(Dataset items)
*** Begin section ***

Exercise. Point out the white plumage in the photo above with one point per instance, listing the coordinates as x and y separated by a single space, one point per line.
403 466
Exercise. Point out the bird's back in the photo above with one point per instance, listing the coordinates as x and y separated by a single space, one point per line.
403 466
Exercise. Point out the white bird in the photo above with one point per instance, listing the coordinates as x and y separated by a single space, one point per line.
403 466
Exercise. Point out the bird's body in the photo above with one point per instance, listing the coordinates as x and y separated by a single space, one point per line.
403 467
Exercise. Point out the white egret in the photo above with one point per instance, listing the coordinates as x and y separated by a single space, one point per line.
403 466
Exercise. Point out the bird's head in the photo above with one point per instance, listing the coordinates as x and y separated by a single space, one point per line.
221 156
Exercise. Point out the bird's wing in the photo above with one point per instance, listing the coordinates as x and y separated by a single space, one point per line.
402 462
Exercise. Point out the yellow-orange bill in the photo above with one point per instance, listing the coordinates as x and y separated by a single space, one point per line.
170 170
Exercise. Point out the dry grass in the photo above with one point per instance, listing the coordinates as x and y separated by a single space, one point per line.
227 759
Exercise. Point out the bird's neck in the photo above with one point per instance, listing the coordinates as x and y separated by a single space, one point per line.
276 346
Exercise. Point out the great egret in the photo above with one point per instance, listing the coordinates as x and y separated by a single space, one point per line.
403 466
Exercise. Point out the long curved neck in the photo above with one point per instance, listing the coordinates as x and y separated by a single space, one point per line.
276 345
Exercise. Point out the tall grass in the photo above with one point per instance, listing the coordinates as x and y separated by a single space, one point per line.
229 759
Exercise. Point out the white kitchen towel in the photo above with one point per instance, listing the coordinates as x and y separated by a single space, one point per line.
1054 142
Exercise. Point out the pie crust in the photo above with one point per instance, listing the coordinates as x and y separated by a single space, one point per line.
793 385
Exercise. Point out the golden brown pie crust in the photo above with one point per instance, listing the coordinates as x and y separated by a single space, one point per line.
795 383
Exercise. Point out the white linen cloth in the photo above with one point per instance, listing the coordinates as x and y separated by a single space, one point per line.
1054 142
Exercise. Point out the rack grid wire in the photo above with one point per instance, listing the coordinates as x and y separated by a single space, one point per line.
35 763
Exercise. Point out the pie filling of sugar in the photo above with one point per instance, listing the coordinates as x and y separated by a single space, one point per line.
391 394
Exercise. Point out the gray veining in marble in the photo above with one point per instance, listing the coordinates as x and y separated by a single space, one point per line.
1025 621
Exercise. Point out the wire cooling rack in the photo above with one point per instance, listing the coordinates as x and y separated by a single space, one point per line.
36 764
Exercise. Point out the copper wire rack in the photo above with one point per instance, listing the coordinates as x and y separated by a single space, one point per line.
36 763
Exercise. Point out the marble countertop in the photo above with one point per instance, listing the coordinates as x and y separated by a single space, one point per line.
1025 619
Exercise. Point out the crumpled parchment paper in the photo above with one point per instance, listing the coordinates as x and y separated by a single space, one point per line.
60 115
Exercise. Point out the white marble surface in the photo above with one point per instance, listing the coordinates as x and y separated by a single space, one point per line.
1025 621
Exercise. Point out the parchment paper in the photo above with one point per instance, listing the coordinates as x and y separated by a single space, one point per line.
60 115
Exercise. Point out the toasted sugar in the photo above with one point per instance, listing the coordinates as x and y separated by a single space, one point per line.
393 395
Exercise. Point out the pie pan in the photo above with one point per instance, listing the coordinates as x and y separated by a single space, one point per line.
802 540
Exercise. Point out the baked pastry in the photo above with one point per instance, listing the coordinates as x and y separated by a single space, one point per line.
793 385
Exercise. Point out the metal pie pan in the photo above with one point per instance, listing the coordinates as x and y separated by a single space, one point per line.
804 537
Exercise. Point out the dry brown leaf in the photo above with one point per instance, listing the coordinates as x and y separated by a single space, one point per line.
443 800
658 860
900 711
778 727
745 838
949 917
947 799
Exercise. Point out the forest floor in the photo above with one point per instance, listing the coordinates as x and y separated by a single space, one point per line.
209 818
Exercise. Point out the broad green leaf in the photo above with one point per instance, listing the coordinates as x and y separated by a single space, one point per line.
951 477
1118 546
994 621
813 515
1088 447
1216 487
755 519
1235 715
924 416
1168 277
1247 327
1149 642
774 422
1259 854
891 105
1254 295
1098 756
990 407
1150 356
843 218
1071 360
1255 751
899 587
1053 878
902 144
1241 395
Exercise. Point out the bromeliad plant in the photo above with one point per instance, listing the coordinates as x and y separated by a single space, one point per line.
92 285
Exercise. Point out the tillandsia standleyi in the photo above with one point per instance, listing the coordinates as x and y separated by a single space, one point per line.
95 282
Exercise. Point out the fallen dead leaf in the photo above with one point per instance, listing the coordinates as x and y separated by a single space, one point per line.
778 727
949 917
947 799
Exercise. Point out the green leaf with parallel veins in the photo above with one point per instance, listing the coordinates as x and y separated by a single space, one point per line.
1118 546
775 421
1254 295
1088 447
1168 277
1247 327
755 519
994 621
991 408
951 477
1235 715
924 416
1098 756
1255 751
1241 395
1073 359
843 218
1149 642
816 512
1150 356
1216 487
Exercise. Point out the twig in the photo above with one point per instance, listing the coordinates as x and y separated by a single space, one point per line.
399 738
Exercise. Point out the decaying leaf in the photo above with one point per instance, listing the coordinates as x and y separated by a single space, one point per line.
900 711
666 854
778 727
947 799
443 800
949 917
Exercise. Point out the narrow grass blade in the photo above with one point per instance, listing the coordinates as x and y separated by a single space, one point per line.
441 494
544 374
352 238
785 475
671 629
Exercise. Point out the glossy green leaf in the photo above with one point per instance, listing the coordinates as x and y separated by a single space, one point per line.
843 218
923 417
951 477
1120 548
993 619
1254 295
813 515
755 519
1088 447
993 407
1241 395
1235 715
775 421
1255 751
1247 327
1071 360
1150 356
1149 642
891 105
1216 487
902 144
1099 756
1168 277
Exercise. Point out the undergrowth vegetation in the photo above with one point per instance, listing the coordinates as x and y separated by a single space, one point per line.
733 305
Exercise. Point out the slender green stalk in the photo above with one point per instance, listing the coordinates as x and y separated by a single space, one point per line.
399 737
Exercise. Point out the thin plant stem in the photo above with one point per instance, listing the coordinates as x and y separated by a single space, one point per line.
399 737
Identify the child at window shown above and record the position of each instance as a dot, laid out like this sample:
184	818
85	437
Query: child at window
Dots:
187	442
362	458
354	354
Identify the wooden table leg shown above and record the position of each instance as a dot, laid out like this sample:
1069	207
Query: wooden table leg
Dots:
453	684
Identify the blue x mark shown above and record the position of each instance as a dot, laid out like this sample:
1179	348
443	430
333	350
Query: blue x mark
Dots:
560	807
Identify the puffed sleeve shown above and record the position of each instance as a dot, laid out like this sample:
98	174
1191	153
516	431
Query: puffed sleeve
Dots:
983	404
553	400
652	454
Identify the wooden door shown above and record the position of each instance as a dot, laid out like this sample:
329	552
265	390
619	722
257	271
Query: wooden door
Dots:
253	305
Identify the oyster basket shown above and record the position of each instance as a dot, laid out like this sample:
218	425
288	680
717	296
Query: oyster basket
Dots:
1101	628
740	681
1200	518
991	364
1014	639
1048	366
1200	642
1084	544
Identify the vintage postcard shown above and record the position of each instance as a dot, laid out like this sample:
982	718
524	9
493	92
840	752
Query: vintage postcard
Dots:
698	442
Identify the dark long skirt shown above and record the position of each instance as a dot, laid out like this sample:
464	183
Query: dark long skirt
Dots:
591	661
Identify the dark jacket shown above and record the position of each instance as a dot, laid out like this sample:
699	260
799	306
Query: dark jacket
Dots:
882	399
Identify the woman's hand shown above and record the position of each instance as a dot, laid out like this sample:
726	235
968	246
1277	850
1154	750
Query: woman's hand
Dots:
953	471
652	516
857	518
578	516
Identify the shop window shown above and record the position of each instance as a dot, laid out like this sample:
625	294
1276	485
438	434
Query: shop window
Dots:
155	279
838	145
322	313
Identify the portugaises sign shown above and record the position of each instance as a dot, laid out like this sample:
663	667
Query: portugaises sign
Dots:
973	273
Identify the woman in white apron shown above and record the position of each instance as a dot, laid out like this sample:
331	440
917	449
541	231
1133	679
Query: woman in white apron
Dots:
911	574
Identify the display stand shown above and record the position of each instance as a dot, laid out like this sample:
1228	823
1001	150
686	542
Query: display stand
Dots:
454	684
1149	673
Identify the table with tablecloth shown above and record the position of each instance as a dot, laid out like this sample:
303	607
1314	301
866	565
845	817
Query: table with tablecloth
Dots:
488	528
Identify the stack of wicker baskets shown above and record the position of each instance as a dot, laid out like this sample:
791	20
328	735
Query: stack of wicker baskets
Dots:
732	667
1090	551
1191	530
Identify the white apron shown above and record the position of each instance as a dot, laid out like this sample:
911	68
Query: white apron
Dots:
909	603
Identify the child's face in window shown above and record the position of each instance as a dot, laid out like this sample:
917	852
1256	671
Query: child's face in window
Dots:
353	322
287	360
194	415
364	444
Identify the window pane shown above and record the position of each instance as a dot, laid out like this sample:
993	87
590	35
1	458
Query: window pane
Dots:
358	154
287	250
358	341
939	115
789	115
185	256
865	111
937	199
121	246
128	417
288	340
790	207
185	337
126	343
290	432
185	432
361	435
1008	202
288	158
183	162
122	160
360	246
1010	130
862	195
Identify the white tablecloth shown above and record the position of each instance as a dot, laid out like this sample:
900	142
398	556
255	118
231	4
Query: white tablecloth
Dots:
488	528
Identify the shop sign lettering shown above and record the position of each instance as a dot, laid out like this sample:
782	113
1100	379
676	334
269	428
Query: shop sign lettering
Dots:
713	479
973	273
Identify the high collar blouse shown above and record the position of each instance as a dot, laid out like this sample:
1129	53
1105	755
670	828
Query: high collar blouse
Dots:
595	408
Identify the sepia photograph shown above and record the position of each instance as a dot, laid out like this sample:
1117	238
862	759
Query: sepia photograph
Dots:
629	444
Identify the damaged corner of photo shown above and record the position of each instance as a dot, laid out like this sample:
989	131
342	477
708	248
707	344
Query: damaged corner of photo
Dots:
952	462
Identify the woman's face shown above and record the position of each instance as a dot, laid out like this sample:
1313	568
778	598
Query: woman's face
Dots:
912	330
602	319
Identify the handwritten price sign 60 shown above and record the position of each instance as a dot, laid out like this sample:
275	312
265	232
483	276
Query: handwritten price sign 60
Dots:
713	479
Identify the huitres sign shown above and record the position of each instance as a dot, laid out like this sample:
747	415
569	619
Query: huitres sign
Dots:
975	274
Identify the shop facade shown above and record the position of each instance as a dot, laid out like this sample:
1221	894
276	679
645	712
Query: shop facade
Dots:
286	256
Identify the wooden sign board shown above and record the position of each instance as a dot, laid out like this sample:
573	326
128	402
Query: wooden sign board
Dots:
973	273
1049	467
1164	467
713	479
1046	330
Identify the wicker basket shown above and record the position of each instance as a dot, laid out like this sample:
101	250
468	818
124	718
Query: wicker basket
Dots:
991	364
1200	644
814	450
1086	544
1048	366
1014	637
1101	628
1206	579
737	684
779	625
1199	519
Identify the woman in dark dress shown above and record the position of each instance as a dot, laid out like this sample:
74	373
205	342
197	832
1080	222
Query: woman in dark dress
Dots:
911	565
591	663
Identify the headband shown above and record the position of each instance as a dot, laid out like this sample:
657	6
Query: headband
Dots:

*** End section ***

• What is expected
Each line in the data that holds the string "stack" needs to be copied.

• Solution to this exercise
Identify the stack of wicker baskets shown above and record the position of each instance as a dot, laid out like this sample:
Query: stack of wicker baskets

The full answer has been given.